INFORMATION SHOWN =

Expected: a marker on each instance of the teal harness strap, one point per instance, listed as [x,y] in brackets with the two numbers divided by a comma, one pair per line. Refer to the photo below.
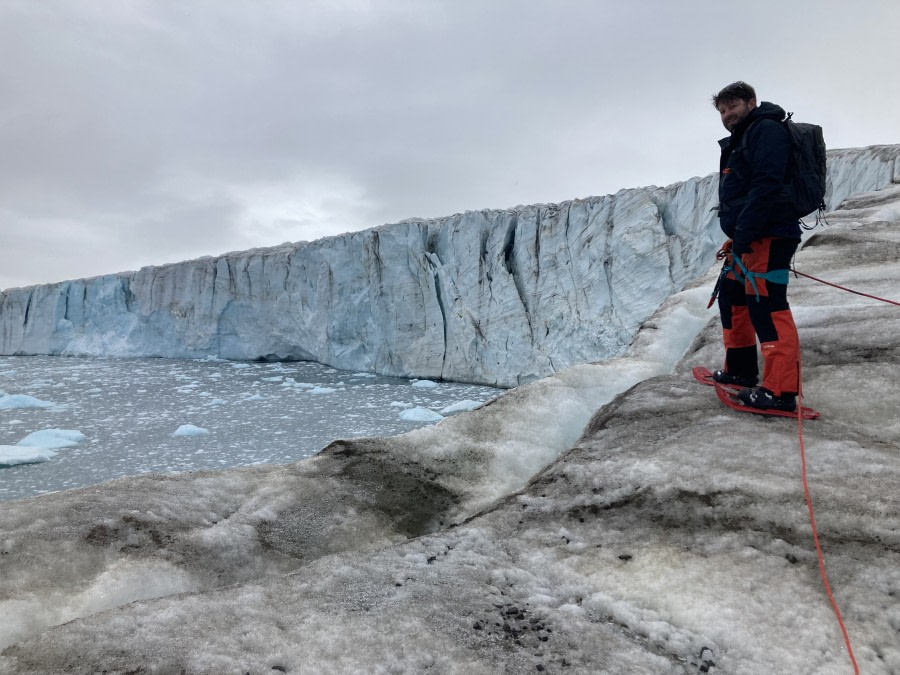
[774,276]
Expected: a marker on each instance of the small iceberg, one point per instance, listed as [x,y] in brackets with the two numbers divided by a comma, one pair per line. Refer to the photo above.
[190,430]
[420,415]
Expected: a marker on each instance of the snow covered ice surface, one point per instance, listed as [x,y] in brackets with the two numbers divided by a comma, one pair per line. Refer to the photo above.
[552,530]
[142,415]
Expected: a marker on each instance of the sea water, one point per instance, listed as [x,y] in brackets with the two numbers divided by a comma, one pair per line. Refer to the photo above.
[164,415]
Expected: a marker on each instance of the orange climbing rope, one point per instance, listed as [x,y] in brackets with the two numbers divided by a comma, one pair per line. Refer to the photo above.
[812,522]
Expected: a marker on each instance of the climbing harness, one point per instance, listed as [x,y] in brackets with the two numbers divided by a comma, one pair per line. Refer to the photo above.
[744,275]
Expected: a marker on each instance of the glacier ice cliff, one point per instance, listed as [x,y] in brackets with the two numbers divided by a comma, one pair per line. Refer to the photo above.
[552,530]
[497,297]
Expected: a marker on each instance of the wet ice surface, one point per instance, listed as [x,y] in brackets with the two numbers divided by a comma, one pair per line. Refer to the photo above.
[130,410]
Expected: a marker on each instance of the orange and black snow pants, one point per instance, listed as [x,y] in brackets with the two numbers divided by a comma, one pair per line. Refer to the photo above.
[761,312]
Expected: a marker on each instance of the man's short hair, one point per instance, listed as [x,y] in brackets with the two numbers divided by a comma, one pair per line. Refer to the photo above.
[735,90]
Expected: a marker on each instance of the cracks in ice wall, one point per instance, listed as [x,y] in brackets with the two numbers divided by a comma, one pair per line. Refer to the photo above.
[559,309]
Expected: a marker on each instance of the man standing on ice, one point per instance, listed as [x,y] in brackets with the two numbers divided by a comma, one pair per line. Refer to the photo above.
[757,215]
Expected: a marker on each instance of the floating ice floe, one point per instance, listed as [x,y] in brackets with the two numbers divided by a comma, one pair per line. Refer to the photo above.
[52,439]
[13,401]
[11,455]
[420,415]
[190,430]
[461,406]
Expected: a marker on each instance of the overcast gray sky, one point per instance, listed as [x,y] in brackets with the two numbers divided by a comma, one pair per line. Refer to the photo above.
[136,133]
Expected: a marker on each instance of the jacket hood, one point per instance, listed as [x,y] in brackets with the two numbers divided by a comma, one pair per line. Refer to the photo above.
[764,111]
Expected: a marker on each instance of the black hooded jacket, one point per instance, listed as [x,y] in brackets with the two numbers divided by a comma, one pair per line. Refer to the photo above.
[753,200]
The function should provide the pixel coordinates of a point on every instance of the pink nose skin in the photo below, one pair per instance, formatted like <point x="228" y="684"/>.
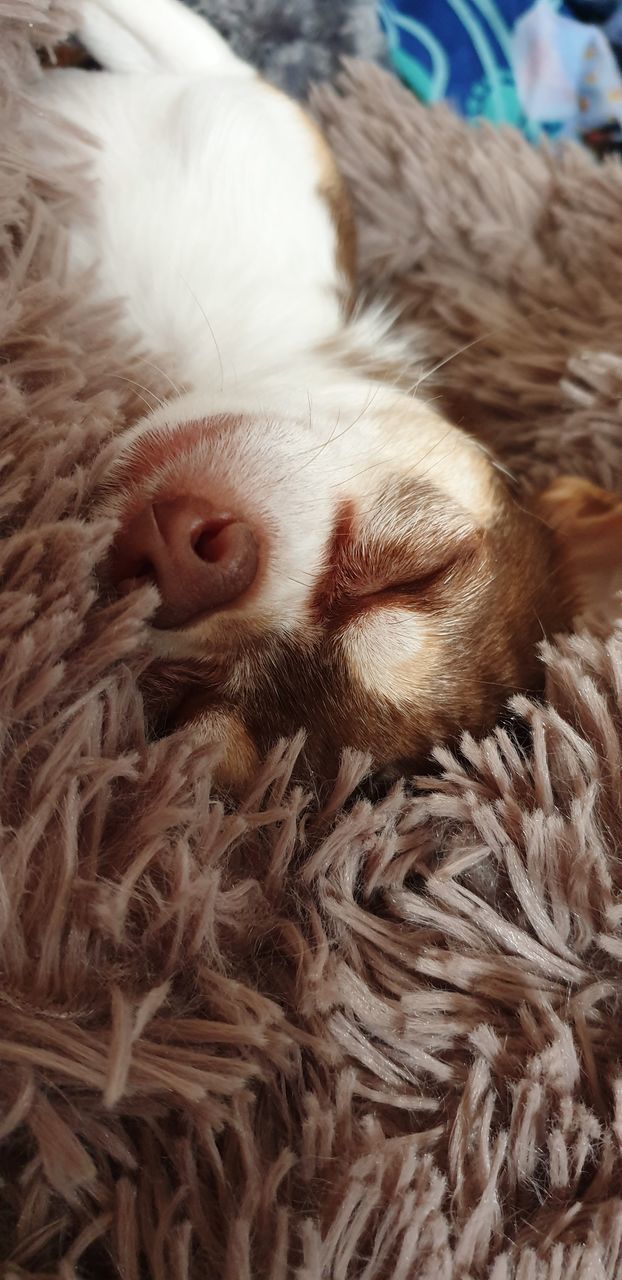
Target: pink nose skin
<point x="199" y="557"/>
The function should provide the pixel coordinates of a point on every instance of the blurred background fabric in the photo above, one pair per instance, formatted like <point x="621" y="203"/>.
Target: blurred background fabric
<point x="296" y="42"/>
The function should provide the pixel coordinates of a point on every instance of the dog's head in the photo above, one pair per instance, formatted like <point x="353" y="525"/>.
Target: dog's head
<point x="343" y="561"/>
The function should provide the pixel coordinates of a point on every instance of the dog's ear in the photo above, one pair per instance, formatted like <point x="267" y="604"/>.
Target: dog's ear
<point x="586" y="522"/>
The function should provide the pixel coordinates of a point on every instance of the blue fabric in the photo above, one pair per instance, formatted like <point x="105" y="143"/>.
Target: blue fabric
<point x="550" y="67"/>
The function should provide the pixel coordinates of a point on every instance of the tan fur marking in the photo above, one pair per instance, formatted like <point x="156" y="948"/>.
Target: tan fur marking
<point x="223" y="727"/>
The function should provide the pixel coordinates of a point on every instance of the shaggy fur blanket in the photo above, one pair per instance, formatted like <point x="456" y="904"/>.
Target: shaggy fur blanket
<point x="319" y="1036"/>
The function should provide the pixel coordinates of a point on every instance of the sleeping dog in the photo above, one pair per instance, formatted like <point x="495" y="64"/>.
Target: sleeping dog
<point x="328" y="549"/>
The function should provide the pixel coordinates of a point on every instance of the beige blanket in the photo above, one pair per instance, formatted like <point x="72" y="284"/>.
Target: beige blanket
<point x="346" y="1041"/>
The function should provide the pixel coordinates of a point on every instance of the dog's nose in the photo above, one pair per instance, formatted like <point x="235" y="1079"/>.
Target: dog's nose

BRIEF = What the records say must be written out exactly, with none of their pictures.

SOLUTION =
Expected: a marker on each instance of the teal harness strap, one point per instance, listed as [x,y] in brackets with the two numbers divided by a comma, one pair per line. Refer to the photo below.
[774,276]
Expected: a marker on each instance of the small iceberg, one point per instance, listed as [x,y] in brackets with the two numbers divided by a comma, one pair per line. Refer to the photo above.
[190,430]
[420,415]
Expected: a marker on each instance of the snow covered ice surface, one point per instance, listed as [x,y] in brackets with the two numbers divided by a comma, one pair per line. Refer to the photo above.
[552,530]
[142,415]
Expected: a marker on each instance of the sea water, one point per instance, listed as [x,y] in brackets with the two numbers divided by a comma, one pair per line. Refer to the photo above.
[164,415]
Expected: a marker on each instance of the orange climbing rope, one point per instance, listed as [x,y] in brackets with the two numbers divided by a comma, one pair per line. Refer to the photo above.
[812,522]
Expected: a marker on each instance of the climbing harness, one point per instance, listed as [x,y] in brackets with the two numbers divided by a comma, one pair per line. Refer to the photo above.
[744,275]
Expected: a marker on each instance of the glacier ice cliff, one point per instance, listed as [x,y] in brackets with the two numbers divided by a comma, one pair per line. Refer to the photo above.
[552,530]
[497,297]
Expected: a marker on each instance of the wet ice surface, one point per instance, listed as [x,y] in brackets with the two numbers divided by a comma, one pair per line. Refer to the photo above.
[130,410]
Expected: a marker on each instance of the orange and black snow pants, one point per instance, listed as [x,y] in brackets with the two numbers divided by a comma, one pair per line. Refer to the photo above.
[761,312]
Expected: a marker on each instance of the man's short hair, one point per instance, listed as [x,y] in brackets with the two numbers divided by a comma, one pair per line. Refer to the photo above.
[735,90]
Expected: a marker on each instance of the cracks in ice wall, one point per instance, listed as [x,y] in brackets with the two numbers divided by a comma, one pair per line. Refer to the photo above.
[559,309]
Expected: a marker on each instance of the man standing on ice, one point per instance, listed as [x,y] in brackets with the two numbers divided by a comma, one pair per line. Refer to the photo above.
[757,215]
Expected: a marker on each instance of the floating ice floe, one point per instance, listed as [x,y] in brackets with the two numbers divided by a comma, one pair per line. Refer to the photo above.
[52,439]
[13,401]
[11,455]
[420,415]
[190,430]
[461,406]
Expected: a marker on each instance of the overcast gray sky, one point per instance, listed as [x,y] in brackets with the two numbers divided by a comma, one pair per line. Refer to the photo above.
[136,133]
Expected: a marker on each instance of the jacket hood, one point per instance, listed as [x,y] in brackets with the two numbers divided by a comma, one pair per line. Refer to the photo above.
[764,111]
Expected: a marker on each instance of the black hooded jacket, one point per instance, listed as [x,y] in brackets with the two numbers divided by a comma, one pair per line. Refer to the photo above.
[753,200]
The function should provide the pixel coordinates of a point on every instance of the pink nose skin in the photo below, one pair per instance, formatted like <point x="228" y="684"/>.
Target: pink nose skin
<point x="199" y="557"/>
The function should provide the pixel coordinates of a point on every instance of the blurred background fabric in the photo above, one pair per instance, formatted like <point x="621" y="203"/>.
Target: blurred background fabric
<point x="296" y="42"/>
The function should provide the pixel coordinates of a point on every instance of the dog's head in the photo above, one pair per instance, formatted like <point x="353" y="525"/>.
Target: dog's head
<point x="343" y="561"/>
The function should provide the pixel coordinates of a point on every instance of the dog's ear in the photo above, one pair per instance, formatted like <point x="267" y="604"/>.
Target: dog's ear
<point x="586" y="522"/>
The function should provide the pixel coordinates of a point on every instance of the blue fabric in the photo above, one pair per instance, formatted like <point x="105" y="143"/>.
Target: blue fabric
<point x="550" y="67"/>
The function should provide the pixel coordinates of a point on every instance of the tan fur marking in the photo above, one pair per instance, formatted like <point x="156" y="948"/>.
Target: tan fur marking
<point x="223" y="727"/>
The function should provide the pixel coordinates of a point on every instance of the shaggy fur blanket in the photo above, one pair per instance, formatted like <point x="456" y="904"/>.
Target: shaggy fur blanket
<point x="319" y="1036"/>
The function should provide the pixel coordinates of a point on every instance of the sleeping dog in the photo above, one pair per instance, formatted like <point x="495" y="64"/>.
Target: sleeping dog
<point x="328" y="549"/>
The function should provide the pixel coordinates of a point on every instance of the beige blanket in the photo above, one pair per instance, formatted like <point x="72" y="284"/>.
Target: beige blanket
<point x="346" y="1041"/>
The function should provide the pixel coordinates of a point on every instance of the dog's nose in the photo above, one pair per instance, formatted like <point x="235" y="1079"/>.
Target: dog's nose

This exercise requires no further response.